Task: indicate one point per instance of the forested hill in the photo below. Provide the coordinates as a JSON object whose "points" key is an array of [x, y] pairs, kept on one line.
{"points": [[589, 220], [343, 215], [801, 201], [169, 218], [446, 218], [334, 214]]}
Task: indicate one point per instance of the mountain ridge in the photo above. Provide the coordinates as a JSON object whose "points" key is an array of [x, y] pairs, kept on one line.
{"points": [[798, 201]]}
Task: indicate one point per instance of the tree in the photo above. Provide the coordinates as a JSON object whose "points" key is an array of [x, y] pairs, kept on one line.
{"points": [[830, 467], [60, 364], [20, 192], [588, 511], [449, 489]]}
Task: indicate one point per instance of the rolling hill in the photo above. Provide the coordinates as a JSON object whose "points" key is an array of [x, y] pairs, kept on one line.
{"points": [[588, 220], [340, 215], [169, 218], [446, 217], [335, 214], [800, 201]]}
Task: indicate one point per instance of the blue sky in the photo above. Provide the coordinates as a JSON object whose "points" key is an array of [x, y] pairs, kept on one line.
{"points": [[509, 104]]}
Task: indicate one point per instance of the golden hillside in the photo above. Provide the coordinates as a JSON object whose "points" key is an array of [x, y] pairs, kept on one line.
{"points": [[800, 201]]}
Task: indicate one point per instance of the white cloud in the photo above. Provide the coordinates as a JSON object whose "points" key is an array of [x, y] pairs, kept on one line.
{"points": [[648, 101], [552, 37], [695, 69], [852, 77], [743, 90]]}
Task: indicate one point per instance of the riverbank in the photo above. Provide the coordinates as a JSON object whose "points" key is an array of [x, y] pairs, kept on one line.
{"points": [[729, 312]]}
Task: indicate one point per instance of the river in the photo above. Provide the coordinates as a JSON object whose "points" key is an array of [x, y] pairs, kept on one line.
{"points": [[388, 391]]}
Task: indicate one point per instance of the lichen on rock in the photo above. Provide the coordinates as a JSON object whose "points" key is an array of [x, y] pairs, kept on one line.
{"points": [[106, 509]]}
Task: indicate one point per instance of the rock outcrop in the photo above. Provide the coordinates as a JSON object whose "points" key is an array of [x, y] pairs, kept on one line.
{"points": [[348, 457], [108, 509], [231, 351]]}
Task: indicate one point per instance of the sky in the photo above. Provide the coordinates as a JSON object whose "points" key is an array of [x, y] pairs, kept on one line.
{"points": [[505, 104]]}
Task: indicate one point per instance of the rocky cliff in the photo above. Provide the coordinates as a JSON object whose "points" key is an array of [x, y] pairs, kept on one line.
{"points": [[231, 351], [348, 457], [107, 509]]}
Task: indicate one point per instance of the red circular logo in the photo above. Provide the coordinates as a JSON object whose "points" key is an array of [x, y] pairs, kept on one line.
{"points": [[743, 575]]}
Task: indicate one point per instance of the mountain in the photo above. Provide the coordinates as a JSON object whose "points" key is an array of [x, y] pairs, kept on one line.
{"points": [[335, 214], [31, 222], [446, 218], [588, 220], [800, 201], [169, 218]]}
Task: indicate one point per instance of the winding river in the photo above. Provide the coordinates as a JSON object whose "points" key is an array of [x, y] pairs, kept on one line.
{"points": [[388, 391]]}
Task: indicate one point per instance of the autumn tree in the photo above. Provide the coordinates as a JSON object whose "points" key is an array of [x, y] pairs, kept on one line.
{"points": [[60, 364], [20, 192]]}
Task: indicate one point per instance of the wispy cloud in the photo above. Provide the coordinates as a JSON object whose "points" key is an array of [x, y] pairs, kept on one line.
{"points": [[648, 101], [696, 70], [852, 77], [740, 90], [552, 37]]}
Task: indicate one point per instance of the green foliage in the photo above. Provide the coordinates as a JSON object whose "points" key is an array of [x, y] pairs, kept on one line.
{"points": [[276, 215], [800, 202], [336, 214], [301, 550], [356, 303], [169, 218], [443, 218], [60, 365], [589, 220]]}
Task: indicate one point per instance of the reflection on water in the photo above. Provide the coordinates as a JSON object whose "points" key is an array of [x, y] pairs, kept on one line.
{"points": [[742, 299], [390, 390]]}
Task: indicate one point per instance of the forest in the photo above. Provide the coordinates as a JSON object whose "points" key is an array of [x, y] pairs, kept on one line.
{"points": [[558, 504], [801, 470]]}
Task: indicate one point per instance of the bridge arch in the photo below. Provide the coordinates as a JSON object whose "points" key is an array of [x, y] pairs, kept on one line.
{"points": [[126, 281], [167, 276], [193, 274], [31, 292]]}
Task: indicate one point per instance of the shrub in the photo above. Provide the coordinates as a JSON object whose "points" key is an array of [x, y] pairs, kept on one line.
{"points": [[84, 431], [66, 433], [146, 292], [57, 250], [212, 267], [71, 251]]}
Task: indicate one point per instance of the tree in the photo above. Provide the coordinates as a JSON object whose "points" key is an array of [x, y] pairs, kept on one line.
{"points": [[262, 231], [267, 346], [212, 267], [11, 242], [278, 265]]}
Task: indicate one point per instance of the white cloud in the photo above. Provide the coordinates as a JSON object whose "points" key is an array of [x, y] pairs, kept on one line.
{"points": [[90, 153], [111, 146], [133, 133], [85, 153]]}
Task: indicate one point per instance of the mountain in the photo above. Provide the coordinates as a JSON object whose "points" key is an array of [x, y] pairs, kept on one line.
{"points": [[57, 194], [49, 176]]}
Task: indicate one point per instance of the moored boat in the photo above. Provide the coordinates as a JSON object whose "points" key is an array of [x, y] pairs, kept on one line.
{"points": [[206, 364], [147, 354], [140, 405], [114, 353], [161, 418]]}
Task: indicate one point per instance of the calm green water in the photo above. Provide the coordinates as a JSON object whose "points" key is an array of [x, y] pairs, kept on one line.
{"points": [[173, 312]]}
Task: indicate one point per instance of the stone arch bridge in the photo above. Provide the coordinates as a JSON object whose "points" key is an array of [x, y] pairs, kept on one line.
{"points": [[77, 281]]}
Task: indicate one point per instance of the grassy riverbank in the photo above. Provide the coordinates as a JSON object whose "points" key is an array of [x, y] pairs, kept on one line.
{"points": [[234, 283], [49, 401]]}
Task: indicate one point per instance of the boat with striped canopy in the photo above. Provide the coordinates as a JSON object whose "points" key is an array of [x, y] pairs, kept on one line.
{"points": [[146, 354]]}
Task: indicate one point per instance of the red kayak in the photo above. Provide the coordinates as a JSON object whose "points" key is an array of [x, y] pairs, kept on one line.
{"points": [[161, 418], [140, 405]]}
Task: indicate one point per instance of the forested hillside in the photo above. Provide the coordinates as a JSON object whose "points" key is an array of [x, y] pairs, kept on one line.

▶ Exercise objective
Take the line holding "Task: indicate one point per instance of the boat" and all lines after it through the end of the data, and set them down exactly.

▶ Answer to this task
Task: indicate one point per instance of the boat with striped canopy in the photo above. Provide the coordinates as a JSON object whose "points" key is an array of [x, y] pairs, kept on one line.
{"points": [[146, 354]]}
Task: indicate one point per instance of the red kayak in the photo above. Provide the coordinates as a JSON object whose "points" key is an array of [x, y] pairs, kept on one line.
{"points": [[161, 418], [140, 405]]}
Task: indicate one point per instance of the forested hillside in the photo above. Provide the coordinates as a JSON object whose "points" key is an array of [x, y] pairs, kept on one line.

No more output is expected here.